_HALAMAN_:
»»

“Fiesta” Soliditas

Darmansyah

FIESTA itu sangat besar. Waktu itu. Bahkan di waktu-waktu berikutnya. Bukan hanya sangat besar tapi juga sangat berat tantangannya ketika ia masih di tataran ide.

Sangat besar karena akan tumpah ruahnya pengunjung. Tumpah ruahnya dana untuk mendukung penyelenggarannya. Sangat berat karena negeri ini masih berstatus darul harb.



Syamaun Gaharu (kiri) dan Hasjmy (kanan) ketika meninjau persiapan Pekan Kebudayaan Aceh (PKA) pertama (1958).

Saya sendiri hanya bisa mengingatnya dengan samar-samar. Samar-samar di usia sepuluh tahun. Usia yang memorinya masih mekar dan mekar… dan terus mekar hingga mulai meredup ketika saya menuliskannya kembali.

Hari ini.

Hari ketika gumam  tentang soliditas kepemimpinan  yang retak. Yang .. ampun sulitnya untuk dipersambungkan. Sulit ketika negeri ini punya duit bak gajah semok. Duit otsus.

Yang apa saja bisa di- “fiesta”- kan. Tapi tak bisa diselenggarakan karena tak ada soliditas. Soliditas kepemimpinan. Kepemimpinan yang berbobot dan kokoh.

Semuanya ingin maju sendiri. Menang sendiri dan memetik hasil sendiri.

Untuk itu saya ingin mengenang soliditas kepemimpinan saat itu. Dan fiesta saat itu. Fiesta Pekan Kebudayaan Aceh yang nggak ada huruf  penanda romawi pertama di belakangnya.

Huruf romawi untuk satu, dua, tiga dan selanjutnya. Yang selanjutnya itu pernah terselenggara dengan sangat monumental saat Ibrahim Hasan memimpin negeri ini.

Monumental karena panggung utamanya saja mengisi hampir seperempat Lapangan Blang Padang. Yang rangka panggungnya itu menjadi saksi ketika kembali dirakit di Stadion Haji Di Moerthala, Lampineung.

Pekan kebudayaan yang terselenggara di era pergolakan darul harb yang ditopang soliditas kepemimpinan. Kepemimpinan Ali Hasjmy dan Syamaun Gaharu sebagai “duo” tunggalnya. Hasjmy yang gubernur dan Syamaun yang ka-de-em-a, yang kini pangdam.

“Duo” tunggal yang belum ada forkompimdanya seperti hari ini. Forkompimda yang sering memilih jalan sendiri-sendiri. Yang beda dengan “duo” tunggal Hasjmy dan Gaharu yang saling bergandengan tangan.

Hasjmy dan Gaharu yang saya ingat ketika pekan kebudayaan berlangsung dua puluh agustus seribu sembilan ratus lima puluh delapan. Enam puluh lima tahun silam.

Yang saya tulis sepenggal. Sebagai kenangan mengenang soliditas kepemimpinan saat itu.

Inilah catatannya itu:

Stasion PMABS, Jalan Merdeka, Tapaktuan. Enam puluh lima tahun telah berlalu. Tapi kenangan itu tak pernah lekang di memori saya.

««

_TUGAS LATIHAN_:
Salin dengan tepat bagian tulisan tentang Pekan Kebudayaan Aceh yang dimulai dari kata-kata "Monumental karena panggung" dan berlanjut hingga kata-kata "lima tahun silam.". Data di bawah ini tidak diperlukan untuk mengerjakan tugas.

_KUMPULAN DATA_:
»»

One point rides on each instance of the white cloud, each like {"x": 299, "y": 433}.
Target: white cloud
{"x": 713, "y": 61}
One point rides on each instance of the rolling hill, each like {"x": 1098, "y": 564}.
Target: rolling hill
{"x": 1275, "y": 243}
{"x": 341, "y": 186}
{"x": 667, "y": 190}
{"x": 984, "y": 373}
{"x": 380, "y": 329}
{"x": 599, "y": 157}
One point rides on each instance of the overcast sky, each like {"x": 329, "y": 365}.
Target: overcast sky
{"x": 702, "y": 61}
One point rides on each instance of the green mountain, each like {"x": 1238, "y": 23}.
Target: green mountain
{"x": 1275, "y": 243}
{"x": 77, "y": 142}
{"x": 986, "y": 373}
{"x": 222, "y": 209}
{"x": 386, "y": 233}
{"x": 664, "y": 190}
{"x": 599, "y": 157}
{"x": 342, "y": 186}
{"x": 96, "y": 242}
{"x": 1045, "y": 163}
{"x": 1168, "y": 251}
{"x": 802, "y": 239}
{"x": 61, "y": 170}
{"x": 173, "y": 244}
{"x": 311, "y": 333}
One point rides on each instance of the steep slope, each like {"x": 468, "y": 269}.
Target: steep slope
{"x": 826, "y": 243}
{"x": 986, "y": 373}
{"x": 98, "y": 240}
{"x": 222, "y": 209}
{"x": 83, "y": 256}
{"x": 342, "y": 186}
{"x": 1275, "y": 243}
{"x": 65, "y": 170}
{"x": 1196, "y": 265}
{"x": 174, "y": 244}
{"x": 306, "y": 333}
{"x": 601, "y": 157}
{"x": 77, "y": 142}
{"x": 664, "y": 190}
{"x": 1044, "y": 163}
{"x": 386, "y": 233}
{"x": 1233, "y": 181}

««

_JAWABAN LENGKAP_:
Monumental karena panggung utamanya saja mengisi hampir seperempat Lapangan Blang Padang. Yang rangka panggungnya itu menjadi saksi ketika kembali dirakit di Stadion Haji Di Moerthala, Lampineung.

Pekan kebudayaan yang terselenggara di era pergolakan darul harb yang ditopang soliditas kepemimpinan. Kepemimpinan Ali Hasjmy dan Syamaun Gaharu sebagai “duo” tunggalnya. Hasjmy yang gubernur dan Syamaun yang ka-de-em-a, yang kini pangdam.

“Duo” tunggal yang belum ada forkompimdanya seperti hari ini. Forkompimda yang sering memilih jalan sendiri-sendiri. Yang beda dengan “duo” tunggal Hasjmy dan Gaharu yang saling bergandengan tangan.

Hasjmy dan Gaharu yang saya ingat ketika pekan kebudayaan berlangsung dua puluh agustus seribu sembilan ratus lima puluh delapan. Enam puluh lima tahun silam.